*Belge Metni:*
Karar yazarı Etyen Mahçupyan, TSK'daki cunta yapılanması tarafından düzenlenen darbe girişimiyle ilgili olarak " Gülen örgütlenmesi bu ülkede en uzun vadeli, planlı ve rasyonel düşünen, kendi amacına yönelik olarak en ‘bilinçli’ adımları atmış organizasyondu. Devlet bile böyle bir bütünlüğe ve iç tutarlılığa sahip değildi" dedi. "Son yılların gerginliği araçsallaştıran ortamı siyasi partilerin birbirleri nezdinde partner olma şansını epeyce azalttı. Yine de demokrasi açığımızın en kolay telafi edilebilecek kısmı budur" diyen Mahçupyan "Aksi halde olacak olan az çok belli. Devletin kurumları daha da hastalıklı hale gelecek, kuralları yozlaşacak, insanları fırsatçı ve korumacı bir yaklaşıma savrulacak, yönetim ilkeleri anlamını yitirecek, iç yapılanmada daha da cemaatçiliğe kayılacak ve bir fetret zihniyetine teslim olunacak" ifadesini kullandı. Mahçupyan "Bir elli yıl sonra yine aynı şeyler yaşanacak ve tarih de sizi pek onur duyulmayacak bir biçimde diğerlerinin arasında saymakla yetinecek" diye yazdı.

*Kaynak Alıntısı:*
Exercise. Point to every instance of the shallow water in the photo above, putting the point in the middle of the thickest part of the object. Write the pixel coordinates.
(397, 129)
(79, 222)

*Alıştırma Görevleri:*
a – Darbe girişimi üzerine metne göre aşağıdaki soruları yanıtlayın.
(i) Etyen Mahçupyan hangi gazetenin yazarı olarak tanıtılıyor?
(ii) Mahçupyan'a göre devlet neye sahip değildi?
(iii) Mahçupyan, aynı şeylerin ne kadar zaman sonra yine yaşanacağını söylüyor?
b – Darbe girişimi üzerine metni kaldığı yerden alıp devam ettirin.

*Görev Yanıtları:*
a –
(i) Karar.
(ii) Böyle bir bütünlüğe ve iç tutarlılığa.
(iii) Elli yıl sonra.

b –
Etyen Mahçupyan'ın "Gülencilerin tasfiyesi nasıl yapılmalı" başlığıyla yayımlanan (14 Ekim 2016) yazısı şöyle:
Şu gerçeği işin başında itiraf etmemiz lazım: Gülen örgütlenmesi bu ülkede en uzun vadeli, planlı ve rasyonel düşünen, kendi amacına yönelik olarak en ‘bilinçli’ adımları atmış organizasyondu. Devlet bile böyle bir bütünlüğe ve iç tutarlılığa sahip değildi. Buna maneviyat zeminini ve onun eklediği motivasyonu koyduğunuzda belki de bu örgüt Türkiye’nin başarıya kilitlenmiş tek yapılanmasıydı. Kötü niyetli olması ve sonuçta işi cinayete kadar vardıran bir gözü dönmüşlükle davranması diğer gerçeği bize unutturmasın…
Çünkü buradan kendimiz için bir ders çıkarmamız mümkün. Devletin ne denli laçka halde olduğunu, devletle siyaset arasındaki kopukluğun ne kadar tehlikeli olabileceğini, siyasi partilerin bencilliğe endekslenmiş siyaset anlayışlarının sonuçta devleti zayıflattığını, toplumun devlete uzaklığının vatandaş sorumluluğunu ortadan kaldırdığını bir kez daha görmüş olduk.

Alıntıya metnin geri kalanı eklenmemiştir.